* BEGIN GIVEN PASSAGE *
Can you give me a reference to look this up?

I mean, the idea that I can't take the offsetof a field in a data
structure node just because the application is using a non-POD type
for the contained data is beyond ridiculous.

In keeping with my generally pissed-off tone, I'll also ask if the
standards people came up with this one specifically to drive me nuts?
Or are you just baiting me for fun?

Oct 14 '08 #7
On Oct 14, 4:58 am, Stephen Horne <sh006d3...@blueyonder.co.ukwrote:
On Mon, 13 Oct 2008 10:08:32 -0700 (PDT), James Kanze
<james.ka...@gmail.comwrote:
On Oct 13, 6:08 pm, Erik Wikström <Erik-wikst...@telia.comwrote:
What is it that I'm missing, offsetof is a macro, it should
be expanded before the compiler can even begin worrying
about whether an expression is constant or not.
I'm just guessing, because of course, g++ lets you use a
legal offsetof as a constant, but I'll bet he's actually
trying to use it on something that isn't a PODs, which is
undefined behavior. In that case, g++ generates an error; a
lot of compilers will just give you some random (constant)
value.
No.
Read for tone and you'll see I'm seriously pissed off and
frustrated, and that thing about offsetof was ranting rather
than a properly organised request for help. For example, no
quoted error messages.
I understood that you were pissed off. Still, g++ is fully
conform with regards to offsetof, and does allow it's use in an
integral constant expression. So presumably, your real problem
is elsewhere. And since most compilers don't complain about use
of offsetof on a non-POD, but g++ does, I made a guess that that
might be the real problem.
Anyway, I said that GCC wouldn't let me use offsetof in a
constant expression, which *was* perfectly true.
* END GIVEN PASSAGE *
* BEGIN DATASET RECORDS *
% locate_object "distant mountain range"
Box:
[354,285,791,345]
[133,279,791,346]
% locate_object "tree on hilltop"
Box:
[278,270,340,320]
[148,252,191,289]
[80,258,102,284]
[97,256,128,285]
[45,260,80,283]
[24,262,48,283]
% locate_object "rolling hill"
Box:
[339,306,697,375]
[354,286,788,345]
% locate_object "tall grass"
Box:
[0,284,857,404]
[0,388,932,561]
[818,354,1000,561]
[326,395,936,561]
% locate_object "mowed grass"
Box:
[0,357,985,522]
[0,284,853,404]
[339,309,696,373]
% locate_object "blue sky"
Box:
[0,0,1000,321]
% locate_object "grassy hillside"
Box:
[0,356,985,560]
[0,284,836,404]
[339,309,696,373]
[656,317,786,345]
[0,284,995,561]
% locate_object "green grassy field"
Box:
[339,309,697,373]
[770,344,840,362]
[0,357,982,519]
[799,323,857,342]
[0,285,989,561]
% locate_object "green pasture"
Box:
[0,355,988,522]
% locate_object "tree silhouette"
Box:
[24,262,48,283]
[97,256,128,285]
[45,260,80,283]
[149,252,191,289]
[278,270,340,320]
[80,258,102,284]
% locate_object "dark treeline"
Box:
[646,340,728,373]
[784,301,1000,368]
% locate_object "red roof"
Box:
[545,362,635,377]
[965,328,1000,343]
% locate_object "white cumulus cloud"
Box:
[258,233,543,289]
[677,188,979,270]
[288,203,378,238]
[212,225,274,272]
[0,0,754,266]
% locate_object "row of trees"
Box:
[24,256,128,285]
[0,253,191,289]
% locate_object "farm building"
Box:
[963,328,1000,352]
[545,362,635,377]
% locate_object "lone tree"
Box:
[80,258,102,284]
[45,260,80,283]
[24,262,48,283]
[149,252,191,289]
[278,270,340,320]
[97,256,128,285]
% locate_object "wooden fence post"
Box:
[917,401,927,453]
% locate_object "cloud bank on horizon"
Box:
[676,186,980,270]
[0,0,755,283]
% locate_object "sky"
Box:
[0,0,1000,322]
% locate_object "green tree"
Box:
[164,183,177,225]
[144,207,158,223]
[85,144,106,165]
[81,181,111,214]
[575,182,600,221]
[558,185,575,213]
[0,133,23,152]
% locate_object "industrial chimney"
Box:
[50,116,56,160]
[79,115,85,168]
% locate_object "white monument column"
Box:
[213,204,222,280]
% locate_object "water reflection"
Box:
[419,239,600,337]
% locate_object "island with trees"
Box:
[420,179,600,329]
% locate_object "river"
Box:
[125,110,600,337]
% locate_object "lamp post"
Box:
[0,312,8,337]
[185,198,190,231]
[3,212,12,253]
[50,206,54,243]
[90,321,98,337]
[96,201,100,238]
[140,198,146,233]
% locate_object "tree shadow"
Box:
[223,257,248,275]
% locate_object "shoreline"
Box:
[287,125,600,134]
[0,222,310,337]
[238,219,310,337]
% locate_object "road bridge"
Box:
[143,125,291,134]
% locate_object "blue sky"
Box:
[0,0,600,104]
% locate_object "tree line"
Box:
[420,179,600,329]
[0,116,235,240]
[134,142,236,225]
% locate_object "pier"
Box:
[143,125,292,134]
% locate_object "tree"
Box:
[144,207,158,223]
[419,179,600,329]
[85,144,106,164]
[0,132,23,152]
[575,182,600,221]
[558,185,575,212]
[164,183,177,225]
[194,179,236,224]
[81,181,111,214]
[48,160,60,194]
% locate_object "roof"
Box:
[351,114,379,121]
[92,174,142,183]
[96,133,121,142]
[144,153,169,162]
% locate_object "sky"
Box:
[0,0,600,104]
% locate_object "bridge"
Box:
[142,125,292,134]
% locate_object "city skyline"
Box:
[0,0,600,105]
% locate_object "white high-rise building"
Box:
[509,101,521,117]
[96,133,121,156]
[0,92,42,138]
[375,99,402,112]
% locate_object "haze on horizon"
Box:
* END DATASET RECORDS *
# GIVEN TASK:
Duplicate everything in the offsetof discussion from "Read for tone" down to "the real problem.". The material has no connection to the offsetof discussion.

# THE SOLUTION:
Read for tone and you'll see I'm seriously pissed off and
frustrated, and that thing about offsetof was ranting rather
than a properly organised request for help. For example, no
quoted error messages.
I understood that you were pissed off. Still, g++ is fully
conform with regards to offsetof, and does allow it's use in an
integral constant expression. So presumably, your real problem
is elsewhere. And since most compilers don't complain about use
of offsetof on a non-POD, but g++ does, I made a guess that that
might be the real problem.